- **TASK TO CARRY OUT**
In the article on Afghan women on the web, take the passage that begins at the words "By Donna Howell" and stops after "from the organization.", and revise it so that "atrocities" is swapped for "abuses" each time it appears.

- **TEXT PROVIDED**
--- START ---

About.com, July 19, 2000

Afghan Women on the Web - Q&A

  "Unfortunately we can not hope to use the Internet to bring information to our own people. Can you use the Internet to communicate with the 11th century?"
- Sharifa, RAWA.org

By Donna Howell


A RAWA rally in Islamabad, in April protested the seizure of Kabul by fundamentalists. (Courtesy RAWA.org)


A group of women working for human rights in Afghanistan have taken their cause to the Internet, to alert the world to atrocities they say are committed in their country, complete with visual examples. Their Website - RAWA.org, isn't sugar-coated. It's perhaps one of the most dead-serious sites on the Net. The Afghan women's story is detailed in World Voices On The Web, a Net Culture feature examining how females in the Third World are overcoming technology and cultural barriers to go on the Internet.

Bear in mind that RAWA.org, from the Revolutionary Association of the Women of Afghanistan (RAWA), is a political site against Afghan fundamentalism. This is a Q & A with Sharifa, from the organization.

Why did this group of Afghan women decide to build a Website?

The main reason for having a Website is to make people around the world aware of the untold atrocities committed by Islamic fundamentalists in our country. Since our site came into being it has been warmly welcomed by a great many number of people. A great number of people from the outside world who did not know anything about the situation of Afghanistan got their first glance of the ugly reality through our Website.

How popular has the site become?

--- END ---

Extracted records
--- START ---

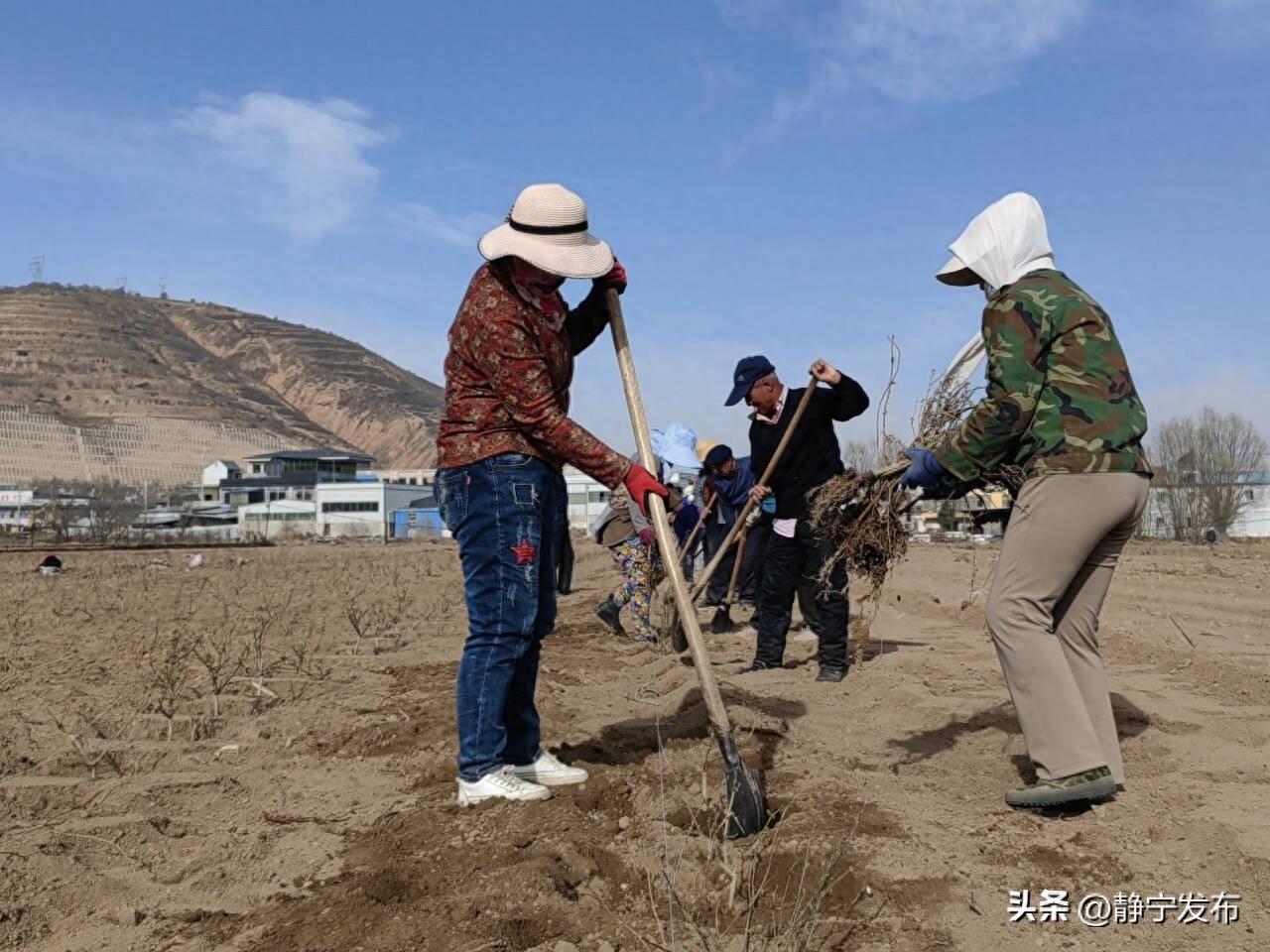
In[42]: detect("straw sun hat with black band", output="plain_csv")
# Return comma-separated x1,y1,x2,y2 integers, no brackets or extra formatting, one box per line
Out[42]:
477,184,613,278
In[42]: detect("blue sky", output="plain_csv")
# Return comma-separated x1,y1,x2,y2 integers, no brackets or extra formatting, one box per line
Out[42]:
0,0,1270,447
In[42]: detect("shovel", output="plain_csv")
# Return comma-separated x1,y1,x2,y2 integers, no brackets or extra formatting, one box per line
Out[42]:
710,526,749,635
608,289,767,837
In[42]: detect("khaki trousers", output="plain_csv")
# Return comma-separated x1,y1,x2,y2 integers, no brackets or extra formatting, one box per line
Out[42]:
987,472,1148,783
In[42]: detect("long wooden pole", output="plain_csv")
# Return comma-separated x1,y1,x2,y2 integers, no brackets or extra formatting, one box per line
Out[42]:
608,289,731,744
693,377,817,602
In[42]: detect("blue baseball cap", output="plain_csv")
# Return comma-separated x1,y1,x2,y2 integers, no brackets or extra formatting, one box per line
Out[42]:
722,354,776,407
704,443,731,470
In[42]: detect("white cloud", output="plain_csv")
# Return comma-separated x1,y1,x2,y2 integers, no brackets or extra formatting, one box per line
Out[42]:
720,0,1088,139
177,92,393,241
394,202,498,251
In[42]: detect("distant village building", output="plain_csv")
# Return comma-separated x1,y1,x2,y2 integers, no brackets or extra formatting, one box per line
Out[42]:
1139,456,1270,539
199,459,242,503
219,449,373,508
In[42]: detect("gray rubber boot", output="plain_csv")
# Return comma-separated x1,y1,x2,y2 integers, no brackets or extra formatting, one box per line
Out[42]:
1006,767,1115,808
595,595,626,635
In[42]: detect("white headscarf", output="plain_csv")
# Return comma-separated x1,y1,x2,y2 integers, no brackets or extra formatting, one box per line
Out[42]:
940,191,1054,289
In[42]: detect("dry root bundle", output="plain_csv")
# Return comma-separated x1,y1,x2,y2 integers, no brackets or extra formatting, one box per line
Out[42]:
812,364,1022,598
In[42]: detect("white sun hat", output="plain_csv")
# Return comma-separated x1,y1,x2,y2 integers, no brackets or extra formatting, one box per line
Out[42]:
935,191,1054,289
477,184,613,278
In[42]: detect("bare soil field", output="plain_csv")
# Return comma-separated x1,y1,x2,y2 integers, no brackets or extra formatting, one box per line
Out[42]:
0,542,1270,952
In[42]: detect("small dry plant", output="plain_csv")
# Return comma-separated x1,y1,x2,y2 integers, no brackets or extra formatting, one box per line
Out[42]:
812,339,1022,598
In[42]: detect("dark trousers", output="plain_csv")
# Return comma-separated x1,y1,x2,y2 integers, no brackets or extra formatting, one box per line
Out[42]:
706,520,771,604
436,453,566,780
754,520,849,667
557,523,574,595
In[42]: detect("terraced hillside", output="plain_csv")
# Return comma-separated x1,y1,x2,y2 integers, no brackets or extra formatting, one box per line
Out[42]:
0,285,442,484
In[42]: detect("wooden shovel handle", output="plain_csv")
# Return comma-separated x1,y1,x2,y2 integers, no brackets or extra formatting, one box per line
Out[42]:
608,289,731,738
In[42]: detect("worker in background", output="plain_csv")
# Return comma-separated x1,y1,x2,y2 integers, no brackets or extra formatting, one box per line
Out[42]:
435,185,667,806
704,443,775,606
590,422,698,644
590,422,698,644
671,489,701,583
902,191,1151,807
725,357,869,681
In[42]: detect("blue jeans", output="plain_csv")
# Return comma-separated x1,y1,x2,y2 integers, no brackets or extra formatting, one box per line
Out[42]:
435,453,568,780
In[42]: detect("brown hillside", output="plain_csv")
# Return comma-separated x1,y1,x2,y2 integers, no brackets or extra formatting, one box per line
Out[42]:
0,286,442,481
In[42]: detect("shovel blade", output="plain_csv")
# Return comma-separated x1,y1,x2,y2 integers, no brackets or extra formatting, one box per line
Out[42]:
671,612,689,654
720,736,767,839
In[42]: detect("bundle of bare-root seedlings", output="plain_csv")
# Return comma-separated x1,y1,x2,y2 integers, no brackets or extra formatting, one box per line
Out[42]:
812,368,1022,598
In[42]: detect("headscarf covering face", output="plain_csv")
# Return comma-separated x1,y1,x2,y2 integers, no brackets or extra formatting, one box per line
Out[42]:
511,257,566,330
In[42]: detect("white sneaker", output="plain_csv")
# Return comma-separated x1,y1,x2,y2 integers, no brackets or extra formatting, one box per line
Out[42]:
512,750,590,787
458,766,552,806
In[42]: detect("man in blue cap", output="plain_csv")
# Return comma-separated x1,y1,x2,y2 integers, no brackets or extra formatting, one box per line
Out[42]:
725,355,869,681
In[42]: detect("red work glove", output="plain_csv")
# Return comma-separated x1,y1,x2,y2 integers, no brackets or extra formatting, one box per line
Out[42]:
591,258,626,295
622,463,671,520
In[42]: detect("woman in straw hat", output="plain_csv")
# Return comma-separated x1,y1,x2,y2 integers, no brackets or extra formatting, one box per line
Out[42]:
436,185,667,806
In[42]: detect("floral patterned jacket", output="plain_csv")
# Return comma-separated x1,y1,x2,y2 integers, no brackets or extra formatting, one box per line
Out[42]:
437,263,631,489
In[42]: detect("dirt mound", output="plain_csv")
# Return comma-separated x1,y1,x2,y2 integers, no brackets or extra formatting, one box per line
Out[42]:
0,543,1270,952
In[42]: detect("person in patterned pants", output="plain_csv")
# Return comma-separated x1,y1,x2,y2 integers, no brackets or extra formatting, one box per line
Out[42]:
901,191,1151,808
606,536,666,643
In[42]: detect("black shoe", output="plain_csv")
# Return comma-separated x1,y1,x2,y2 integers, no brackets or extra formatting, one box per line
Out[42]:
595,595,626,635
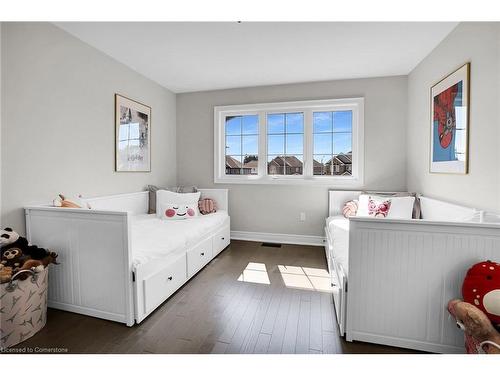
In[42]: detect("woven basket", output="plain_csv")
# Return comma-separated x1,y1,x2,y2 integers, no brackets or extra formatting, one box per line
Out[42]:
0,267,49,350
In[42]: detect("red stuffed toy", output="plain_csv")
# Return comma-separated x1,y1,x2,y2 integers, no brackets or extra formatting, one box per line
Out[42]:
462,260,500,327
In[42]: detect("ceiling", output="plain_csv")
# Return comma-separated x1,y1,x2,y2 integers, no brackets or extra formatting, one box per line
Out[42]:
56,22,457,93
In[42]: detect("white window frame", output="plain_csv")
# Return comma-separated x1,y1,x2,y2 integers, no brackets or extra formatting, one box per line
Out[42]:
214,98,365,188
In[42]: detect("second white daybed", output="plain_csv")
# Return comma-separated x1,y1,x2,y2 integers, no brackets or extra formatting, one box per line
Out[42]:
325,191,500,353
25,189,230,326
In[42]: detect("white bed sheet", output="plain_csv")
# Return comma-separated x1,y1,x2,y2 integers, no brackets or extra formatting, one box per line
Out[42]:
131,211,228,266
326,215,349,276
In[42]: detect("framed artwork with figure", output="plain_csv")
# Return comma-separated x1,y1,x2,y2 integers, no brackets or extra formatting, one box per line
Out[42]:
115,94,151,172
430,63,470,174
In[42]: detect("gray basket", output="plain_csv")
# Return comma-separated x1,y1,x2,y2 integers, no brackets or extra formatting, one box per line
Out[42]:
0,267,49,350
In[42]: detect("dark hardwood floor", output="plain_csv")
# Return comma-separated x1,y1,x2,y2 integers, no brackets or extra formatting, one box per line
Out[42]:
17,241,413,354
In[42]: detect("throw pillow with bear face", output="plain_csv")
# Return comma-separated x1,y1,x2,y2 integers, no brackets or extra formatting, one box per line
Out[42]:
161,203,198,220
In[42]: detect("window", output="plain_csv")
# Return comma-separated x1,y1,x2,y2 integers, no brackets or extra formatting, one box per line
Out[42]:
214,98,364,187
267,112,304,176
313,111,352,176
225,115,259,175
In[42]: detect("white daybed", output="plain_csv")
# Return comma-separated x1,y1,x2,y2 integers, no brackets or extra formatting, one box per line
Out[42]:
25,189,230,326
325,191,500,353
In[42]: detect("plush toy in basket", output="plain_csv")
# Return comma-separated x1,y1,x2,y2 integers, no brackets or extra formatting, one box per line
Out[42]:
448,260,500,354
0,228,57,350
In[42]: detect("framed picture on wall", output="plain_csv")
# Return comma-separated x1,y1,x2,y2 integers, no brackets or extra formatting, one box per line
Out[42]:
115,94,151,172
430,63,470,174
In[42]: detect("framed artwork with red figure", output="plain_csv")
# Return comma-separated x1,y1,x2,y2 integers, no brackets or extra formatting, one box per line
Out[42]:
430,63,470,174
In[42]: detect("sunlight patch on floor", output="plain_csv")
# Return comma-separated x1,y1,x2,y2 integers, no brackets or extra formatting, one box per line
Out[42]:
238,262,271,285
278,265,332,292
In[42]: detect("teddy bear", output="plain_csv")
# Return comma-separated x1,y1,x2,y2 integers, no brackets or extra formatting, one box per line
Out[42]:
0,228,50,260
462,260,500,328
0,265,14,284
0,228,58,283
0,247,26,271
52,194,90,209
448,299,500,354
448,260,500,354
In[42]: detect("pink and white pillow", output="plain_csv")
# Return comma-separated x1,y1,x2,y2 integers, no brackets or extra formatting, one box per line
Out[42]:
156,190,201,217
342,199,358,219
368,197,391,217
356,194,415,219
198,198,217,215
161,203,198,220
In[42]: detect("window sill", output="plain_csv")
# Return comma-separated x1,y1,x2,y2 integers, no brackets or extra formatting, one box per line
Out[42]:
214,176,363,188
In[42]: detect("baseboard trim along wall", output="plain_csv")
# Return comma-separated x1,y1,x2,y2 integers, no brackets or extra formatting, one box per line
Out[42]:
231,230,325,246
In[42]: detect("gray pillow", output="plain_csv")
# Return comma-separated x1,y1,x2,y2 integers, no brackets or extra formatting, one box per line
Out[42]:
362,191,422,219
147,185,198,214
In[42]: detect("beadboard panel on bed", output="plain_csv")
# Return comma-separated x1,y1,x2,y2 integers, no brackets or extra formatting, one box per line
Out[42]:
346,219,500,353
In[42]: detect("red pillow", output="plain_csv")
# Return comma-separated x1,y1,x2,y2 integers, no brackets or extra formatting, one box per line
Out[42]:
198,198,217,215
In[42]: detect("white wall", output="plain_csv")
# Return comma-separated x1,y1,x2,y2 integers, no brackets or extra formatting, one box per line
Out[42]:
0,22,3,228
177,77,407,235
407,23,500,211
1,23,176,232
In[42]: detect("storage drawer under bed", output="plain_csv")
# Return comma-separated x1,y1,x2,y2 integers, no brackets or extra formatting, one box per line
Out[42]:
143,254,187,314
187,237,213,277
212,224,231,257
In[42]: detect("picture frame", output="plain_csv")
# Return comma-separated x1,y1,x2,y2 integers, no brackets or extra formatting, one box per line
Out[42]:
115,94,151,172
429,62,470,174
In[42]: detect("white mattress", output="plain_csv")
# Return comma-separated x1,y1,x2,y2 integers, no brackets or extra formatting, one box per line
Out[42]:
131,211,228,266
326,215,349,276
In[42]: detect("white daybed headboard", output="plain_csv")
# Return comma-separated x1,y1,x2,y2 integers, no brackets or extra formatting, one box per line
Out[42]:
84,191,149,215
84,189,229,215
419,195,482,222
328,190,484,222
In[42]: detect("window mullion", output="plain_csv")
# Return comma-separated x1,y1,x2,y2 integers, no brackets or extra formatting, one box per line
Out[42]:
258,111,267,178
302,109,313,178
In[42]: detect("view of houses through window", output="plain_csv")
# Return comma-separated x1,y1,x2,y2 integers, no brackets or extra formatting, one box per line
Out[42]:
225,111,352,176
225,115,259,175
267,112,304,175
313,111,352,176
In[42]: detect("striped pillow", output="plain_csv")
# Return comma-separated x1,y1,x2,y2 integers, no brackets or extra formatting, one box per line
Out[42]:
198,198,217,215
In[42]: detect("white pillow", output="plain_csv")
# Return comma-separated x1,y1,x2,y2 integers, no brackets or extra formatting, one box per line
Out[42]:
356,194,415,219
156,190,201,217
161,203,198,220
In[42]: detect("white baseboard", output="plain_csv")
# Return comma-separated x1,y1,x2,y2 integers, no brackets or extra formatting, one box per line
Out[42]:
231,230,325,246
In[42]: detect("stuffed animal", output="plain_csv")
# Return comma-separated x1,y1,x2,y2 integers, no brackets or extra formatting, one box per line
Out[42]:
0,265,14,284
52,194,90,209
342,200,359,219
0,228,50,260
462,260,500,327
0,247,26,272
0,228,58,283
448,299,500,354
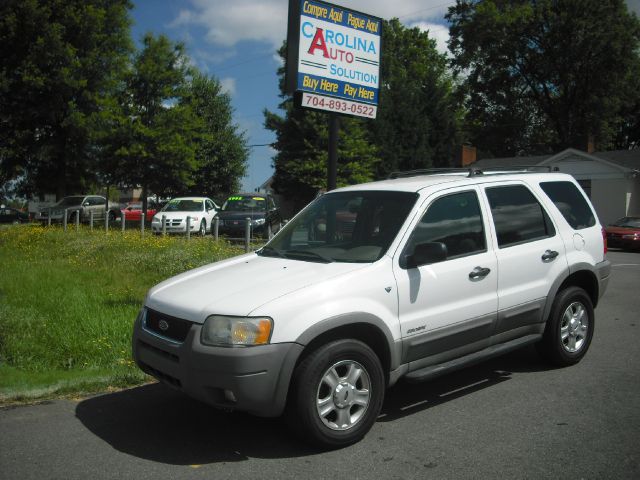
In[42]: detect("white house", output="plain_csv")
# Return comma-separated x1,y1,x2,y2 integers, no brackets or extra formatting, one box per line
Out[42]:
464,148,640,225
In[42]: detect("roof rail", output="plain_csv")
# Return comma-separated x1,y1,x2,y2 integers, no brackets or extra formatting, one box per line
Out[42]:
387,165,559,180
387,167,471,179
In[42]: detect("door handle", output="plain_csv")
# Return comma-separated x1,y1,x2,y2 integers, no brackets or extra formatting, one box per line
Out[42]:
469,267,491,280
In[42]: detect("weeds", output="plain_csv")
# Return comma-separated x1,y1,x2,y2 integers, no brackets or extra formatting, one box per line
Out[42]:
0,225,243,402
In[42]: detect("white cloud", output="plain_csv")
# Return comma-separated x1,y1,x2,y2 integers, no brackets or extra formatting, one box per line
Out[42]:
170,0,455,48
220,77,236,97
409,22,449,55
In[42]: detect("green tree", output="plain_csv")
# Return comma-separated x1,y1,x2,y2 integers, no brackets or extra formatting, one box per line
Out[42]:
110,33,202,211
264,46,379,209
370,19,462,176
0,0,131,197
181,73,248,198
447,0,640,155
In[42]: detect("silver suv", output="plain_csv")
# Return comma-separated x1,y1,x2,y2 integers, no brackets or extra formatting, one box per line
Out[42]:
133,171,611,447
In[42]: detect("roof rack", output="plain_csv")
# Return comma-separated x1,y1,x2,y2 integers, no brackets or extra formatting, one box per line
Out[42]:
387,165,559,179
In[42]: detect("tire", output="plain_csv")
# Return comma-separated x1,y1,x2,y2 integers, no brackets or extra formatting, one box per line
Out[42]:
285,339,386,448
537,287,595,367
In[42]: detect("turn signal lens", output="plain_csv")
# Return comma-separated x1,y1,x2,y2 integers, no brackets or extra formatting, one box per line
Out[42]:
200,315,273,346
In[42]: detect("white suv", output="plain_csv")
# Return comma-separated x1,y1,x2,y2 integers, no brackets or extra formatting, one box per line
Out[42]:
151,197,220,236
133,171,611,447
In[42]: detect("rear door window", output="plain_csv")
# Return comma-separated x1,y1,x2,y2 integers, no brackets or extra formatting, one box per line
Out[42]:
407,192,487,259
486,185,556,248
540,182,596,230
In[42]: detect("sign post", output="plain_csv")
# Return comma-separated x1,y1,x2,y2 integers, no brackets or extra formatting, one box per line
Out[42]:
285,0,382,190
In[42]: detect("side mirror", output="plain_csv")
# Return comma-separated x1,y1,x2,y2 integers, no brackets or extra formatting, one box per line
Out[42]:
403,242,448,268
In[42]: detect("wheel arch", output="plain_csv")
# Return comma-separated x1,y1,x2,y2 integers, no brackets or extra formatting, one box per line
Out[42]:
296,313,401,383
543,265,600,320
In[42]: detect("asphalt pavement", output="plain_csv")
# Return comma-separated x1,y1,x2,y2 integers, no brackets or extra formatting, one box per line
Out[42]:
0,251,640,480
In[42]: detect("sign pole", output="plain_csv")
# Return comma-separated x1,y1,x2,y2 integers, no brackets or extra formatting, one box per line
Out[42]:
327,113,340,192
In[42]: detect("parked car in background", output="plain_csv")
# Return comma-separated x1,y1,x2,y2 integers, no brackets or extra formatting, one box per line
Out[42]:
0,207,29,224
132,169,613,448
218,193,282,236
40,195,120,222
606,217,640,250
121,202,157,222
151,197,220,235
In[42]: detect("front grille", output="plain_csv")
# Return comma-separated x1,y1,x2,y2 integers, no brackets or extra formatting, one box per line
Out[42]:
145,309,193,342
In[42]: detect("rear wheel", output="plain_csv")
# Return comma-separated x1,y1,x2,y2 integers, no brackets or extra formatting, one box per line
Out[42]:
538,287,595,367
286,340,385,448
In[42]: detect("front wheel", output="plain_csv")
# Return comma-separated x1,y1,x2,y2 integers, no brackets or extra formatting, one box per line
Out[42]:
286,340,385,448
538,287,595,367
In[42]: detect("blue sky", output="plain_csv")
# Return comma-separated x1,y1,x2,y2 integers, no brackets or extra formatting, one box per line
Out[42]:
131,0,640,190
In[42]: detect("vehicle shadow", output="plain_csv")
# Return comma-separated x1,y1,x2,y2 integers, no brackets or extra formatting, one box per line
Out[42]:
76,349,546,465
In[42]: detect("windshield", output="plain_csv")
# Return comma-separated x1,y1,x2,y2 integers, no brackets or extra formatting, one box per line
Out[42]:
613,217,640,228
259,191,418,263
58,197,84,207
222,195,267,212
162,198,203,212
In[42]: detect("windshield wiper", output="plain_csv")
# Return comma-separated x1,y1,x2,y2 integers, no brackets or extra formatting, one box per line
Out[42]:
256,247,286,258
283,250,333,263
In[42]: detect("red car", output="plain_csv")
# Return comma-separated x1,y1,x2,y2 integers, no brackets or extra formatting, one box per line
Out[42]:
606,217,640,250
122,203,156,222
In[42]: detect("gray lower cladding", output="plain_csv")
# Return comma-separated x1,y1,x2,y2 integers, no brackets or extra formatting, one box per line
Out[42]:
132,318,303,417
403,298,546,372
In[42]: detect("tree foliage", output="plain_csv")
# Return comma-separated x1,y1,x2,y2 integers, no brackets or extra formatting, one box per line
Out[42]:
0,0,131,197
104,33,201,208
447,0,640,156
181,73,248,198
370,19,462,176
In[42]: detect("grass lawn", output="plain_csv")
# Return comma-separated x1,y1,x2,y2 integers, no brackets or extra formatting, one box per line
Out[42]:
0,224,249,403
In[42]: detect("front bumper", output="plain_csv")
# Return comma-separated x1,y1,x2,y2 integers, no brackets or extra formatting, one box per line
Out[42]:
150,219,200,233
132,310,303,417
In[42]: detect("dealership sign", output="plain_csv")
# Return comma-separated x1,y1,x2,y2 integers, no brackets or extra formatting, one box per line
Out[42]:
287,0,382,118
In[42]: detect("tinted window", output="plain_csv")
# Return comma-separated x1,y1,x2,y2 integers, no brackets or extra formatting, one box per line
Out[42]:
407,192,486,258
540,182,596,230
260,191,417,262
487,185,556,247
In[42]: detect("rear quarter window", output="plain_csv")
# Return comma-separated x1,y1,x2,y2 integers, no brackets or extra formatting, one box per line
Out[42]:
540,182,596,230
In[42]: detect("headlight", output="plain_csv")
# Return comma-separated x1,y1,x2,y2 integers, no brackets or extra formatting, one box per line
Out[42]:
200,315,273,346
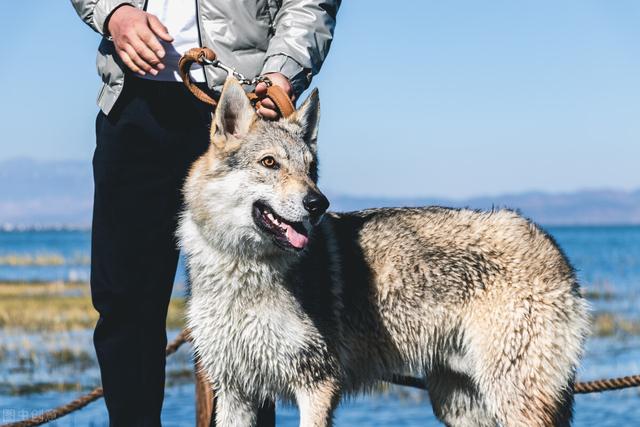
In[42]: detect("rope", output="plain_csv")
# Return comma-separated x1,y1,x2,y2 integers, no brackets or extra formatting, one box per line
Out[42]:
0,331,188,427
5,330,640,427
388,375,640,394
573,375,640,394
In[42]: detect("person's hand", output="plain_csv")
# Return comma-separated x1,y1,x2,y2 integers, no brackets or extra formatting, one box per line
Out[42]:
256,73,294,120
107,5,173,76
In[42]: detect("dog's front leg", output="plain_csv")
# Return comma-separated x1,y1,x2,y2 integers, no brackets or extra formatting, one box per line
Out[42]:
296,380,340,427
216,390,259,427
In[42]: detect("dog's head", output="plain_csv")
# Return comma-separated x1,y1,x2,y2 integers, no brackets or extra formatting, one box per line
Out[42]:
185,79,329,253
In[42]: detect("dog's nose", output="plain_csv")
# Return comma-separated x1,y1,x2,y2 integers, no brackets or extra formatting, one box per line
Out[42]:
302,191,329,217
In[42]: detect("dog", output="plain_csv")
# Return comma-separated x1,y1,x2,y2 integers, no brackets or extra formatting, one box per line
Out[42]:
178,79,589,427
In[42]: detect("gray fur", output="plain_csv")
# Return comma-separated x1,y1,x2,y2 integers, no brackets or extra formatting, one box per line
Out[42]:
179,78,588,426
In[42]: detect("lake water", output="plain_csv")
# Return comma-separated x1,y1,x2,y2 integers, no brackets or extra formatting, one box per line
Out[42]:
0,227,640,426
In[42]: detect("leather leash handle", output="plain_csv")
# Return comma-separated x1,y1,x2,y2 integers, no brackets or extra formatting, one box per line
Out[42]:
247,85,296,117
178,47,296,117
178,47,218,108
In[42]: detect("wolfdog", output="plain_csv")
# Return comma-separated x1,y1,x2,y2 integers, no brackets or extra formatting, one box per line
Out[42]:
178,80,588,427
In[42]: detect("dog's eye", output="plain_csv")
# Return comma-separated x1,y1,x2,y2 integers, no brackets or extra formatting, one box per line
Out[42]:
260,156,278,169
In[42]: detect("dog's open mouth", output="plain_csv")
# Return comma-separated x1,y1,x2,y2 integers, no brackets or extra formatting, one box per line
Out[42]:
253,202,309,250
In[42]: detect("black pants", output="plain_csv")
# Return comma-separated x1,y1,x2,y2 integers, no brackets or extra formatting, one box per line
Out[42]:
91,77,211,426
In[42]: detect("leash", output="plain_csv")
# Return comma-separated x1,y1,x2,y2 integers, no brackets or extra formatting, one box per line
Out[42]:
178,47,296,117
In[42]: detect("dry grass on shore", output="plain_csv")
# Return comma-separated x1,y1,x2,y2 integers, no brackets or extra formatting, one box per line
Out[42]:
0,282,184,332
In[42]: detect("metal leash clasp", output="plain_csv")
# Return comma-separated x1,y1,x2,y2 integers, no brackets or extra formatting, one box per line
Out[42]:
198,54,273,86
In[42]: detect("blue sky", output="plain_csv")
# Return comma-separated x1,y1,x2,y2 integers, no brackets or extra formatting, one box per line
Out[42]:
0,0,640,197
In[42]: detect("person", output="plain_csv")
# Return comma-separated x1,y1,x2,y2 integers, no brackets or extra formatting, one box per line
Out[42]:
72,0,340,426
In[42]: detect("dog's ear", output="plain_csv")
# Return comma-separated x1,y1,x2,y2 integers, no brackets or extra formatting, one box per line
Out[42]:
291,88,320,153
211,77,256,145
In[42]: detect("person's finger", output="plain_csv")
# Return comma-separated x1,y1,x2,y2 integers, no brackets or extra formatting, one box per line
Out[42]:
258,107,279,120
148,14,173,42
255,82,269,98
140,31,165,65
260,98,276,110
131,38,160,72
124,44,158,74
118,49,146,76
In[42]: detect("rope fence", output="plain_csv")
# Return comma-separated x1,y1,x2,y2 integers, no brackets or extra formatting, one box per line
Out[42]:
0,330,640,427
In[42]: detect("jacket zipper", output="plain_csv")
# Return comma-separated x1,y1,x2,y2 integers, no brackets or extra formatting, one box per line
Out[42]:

--- END ---

- **WORKED SOLUTION**
By Donna Howell


A RAWA rally in Islamabad, in April protested the seizure of Kabul by fundamentalists. (Courtesy RAWA.org)


A group of women working for human rights in Afghanistan have taken their cause to the Internet, to alert the world to abuses they say are committed in their country, complete with visual examples. Their Website - RAWA.org, isn't sugar-coated. It's perhaps one of the most dead-serious sites on the Net. The Afghan women's story is detailed in World Voices On The Web, a Net Culture feature examining how females in the Third World are overcoming technology and cultural barriers to go on the Internet.

Bear in mind that RAWA.org, from the Revolutionary Association of the Women of Afghanistan (RAWA), is a political site against Afghan fundamentalism. This is a Q & A with Sharifa, from the organization.